Re: Hash order randomization is coming, are you ready?
by chrestomanci (Priest) on Nov 29, 2012 at 12:53 UTC

    Will the order of keys returned change from one call to the next on the same has in the same run of a script? Is there an explicit shuffle done every time you call keys etc?

    Consider the code:

    my $hashRef = someFuncCall(); my $keys1 = join(' ', keys %$hashRef); my $keys2 = join(' ', keys %$hashRef); print "Key order is not stable" if $keys1 ne $keys2;

      One certainly hopes they haven't broken one of the few guarantees given in the POD:

      keys HASH

      Returns a list consisting of all the keys of the named hash. (In scalar context, returns the number of keys.)

# SUPPLIED RECORDS
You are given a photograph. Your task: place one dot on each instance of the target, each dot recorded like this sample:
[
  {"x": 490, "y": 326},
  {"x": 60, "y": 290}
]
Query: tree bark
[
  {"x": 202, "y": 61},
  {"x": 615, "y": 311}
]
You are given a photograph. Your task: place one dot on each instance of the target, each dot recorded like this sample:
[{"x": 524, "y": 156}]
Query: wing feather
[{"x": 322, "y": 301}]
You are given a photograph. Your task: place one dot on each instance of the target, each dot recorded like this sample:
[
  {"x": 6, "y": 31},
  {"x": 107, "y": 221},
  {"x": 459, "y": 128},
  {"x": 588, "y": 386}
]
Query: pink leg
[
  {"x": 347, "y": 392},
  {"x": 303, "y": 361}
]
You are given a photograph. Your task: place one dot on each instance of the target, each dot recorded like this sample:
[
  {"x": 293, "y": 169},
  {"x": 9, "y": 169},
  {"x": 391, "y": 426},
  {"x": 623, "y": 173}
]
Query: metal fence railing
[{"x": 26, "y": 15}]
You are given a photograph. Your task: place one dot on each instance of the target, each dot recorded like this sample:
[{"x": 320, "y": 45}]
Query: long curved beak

==

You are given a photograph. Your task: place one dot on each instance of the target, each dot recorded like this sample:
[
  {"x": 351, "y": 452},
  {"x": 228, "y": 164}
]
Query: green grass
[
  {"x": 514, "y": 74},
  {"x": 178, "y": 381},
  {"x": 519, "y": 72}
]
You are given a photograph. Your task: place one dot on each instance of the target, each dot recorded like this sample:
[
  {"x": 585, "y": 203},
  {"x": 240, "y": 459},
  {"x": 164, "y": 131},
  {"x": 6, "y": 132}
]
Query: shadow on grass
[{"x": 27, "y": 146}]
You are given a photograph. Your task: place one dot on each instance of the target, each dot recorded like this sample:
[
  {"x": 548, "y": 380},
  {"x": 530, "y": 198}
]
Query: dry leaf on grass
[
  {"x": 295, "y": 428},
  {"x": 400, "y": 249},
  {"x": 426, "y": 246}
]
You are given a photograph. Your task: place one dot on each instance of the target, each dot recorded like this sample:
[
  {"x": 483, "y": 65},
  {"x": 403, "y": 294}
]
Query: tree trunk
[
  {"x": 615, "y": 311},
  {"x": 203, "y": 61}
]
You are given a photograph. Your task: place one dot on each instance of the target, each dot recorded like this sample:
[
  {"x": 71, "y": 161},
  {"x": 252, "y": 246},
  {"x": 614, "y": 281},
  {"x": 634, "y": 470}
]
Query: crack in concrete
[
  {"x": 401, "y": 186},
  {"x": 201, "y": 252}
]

# STATED TASK 1
In the hash order randomization post, shorten the paragraph beginning "Returns a list consisting" while keeping its main facts.
# STATED TASK 2
From the hash order randomization post, quote the part that opens with the words containing "by chrestomanci (Priest)" and closes with "number of keys.)".
The lines shown above come from a separate source and are unrelated to the hash order randomization post.

# PROBLEM SOLUTION 1
It gives a list of every key in the named hash, or the number of keys in scalar context.

# PROBLEM SOLUTION 2
by chrestomanci (Priest) on Nov 29, 2012 at 12:53 UTC

    Will the order of keys returned change from one call to the next on the same has in the same run of a script? Is there an explicit shuffle done every time you call keys etc?

    Consider the code:

    my $hashRef = someFuncCall(); my $keys1 = join(' ', keys %$hashRef); my $keys2 = join(' ', keys %$hashRef); print "Key order is not stable" if $keys1 ne $keys2;

      One certainly hopes they haven't broken one of the few guarantees given in the POD:

      keys HASH

      Returns a list consisting of all the keys of the named hash. (In scalar context, returns the number of keys.)